**Tasks to complete**
A - Transcribe the Hansen Clarke profile from "Congressman Clarke was" through "India, now Bangladesh.".
B - List every legislative body that the Hansen Clarke profile says he served in.

**Text extract**

Clarke, Hansen

Adjunct Professor

Contact

  • Telephone: (313) 965-9900
  • Juris Doctor, Georgetown University Law Center, 1987
  • Bachelor of Fine Arts, Painting, Cornell University, 1984

Congressman Hansen Clarke represented the 13th Congressional District of Michigan for the 112th Congress.  He previously served in the Michigan Senate and Michigan House of Representatives.

Congressman Clarke was born, raised, and currently lives with his wife on Detroit's east side.  As a member of Congress, he worked toward a vision for America where every person has a fair chance to reach his or her potential.  Clarke is the only child of an African-American mother from Detroit and immigrant father from India, now Bangladesh. 

Rep. Clarke led the effort in Congress to cut student loan debt for millions of Americans by authoring the Student Loan Forgiveness Act of 2012.  This bill inspired a national movement, including a petition supporting his legislation that received more than one million signatures.

**Data records**
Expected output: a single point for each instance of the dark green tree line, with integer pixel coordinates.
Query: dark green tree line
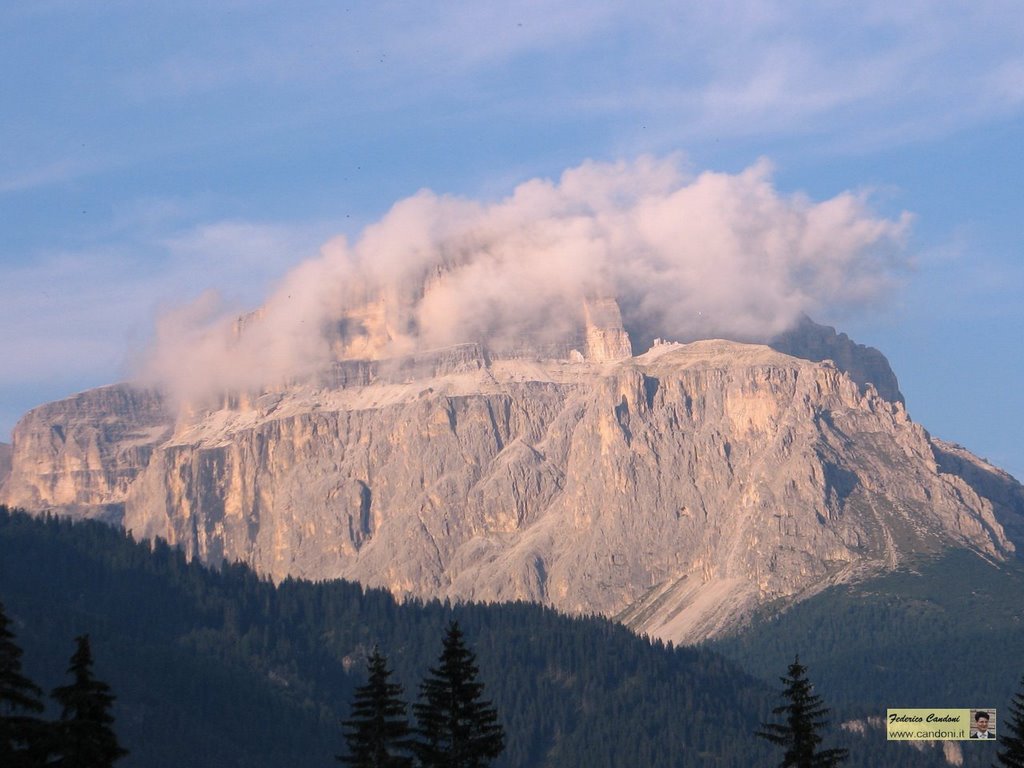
(804, 720)
(20, 730)
(456, 726)
(378, 734)
(84, 736)
(1012, 733)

**Solved problems**
A -
Congressman Clarke was born, raised, and currently lives with his wife on Detroit's east side.  As a member of Congress, he worked toward a vision for America where every person has a fair chance to reach his or her potential.  Clarke is the only child of an African-American mother from Detroit and immigrant father from India, now Bangladesh.

B -
- U.S. Congress (House seat for Michigan's 13th Congressional District, 112th Congress)
- Michigan Senate
- Michigan House of Representatives